◆ What the exercise asks: The entries below must be reproduced exactly; their pictures are not part of the copy.

◆ Data section:
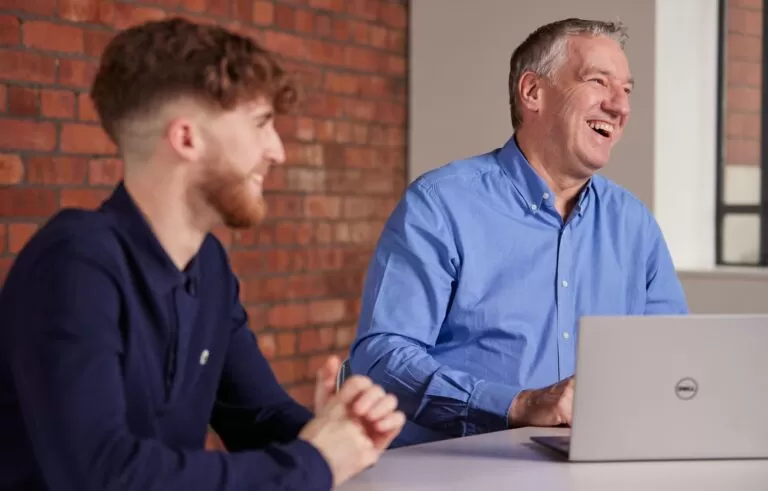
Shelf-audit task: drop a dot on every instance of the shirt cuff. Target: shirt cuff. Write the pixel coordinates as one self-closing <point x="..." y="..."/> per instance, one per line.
<point x="488" y="407"/>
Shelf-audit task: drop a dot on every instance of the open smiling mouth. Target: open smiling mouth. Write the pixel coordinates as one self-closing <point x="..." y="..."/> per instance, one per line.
<point x="601" y="127"/>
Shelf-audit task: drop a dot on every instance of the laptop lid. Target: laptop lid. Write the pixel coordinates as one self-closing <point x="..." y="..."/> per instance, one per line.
<point x="671" y="387"/>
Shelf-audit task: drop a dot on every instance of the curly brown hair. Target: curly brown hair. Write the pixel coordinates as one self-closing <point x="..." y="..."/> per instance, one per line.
<point x="150" y="64"/>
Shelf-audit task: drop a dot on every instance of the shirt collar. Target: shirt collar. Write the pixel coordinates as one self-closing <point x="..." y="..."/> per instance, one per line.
<point x="161" y="272"/>
<point x="531" y="187"/>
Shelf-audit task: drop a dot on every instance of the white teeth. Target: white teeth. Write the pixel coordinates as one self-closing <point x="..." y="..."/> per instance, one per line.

◆ Result below:
Shelf-audit task: drop a dot on every instance of the shirt cuff. Target: shirt cuff. Write the pixel coordinates as one self-closing <point x="..." y="..."/> per instance, one per line.
<point x="488" y="407"/>
Shelf-audit task: drop a dot on every instance of the open smiling mouth. Target: open smiling mouth. Write the pixel coordinates as one self-closing <point x="..." y="..."/> per instance, one per line.
<point x="601" y="127"/>
Shelf-audit task: drop a dot on every instance of the laptop lid. Target: laptop lid. Write the pixel coordinates as one self-closing <point x="..." y="..."/> per instance, one per line.
<point x="671" y="387"/>
Shelf-audit task: drop a dot on every instance of the curly brown hair. Target: curly brown hair. Write the pixel coordinates as one self-closing <point x="..." y="..."/> per instance, one per line.
<point x="150" y="64"/>
Shelf-audit task: drop a dot on every instance of the shirt collar. Target: shirt collar. Write the pixel coordinates as one self-closing <point x="..." y="..."/> per instance, one per line.
<point x="161" y="272"/>
<point x="531" y="187"/>
Shelf-audit task: drop a dot on every instance of the white teeth. Target: white teeth. Write the pixel coordinates as one self-closing <point x="..." y="..."/> per instance, one per line.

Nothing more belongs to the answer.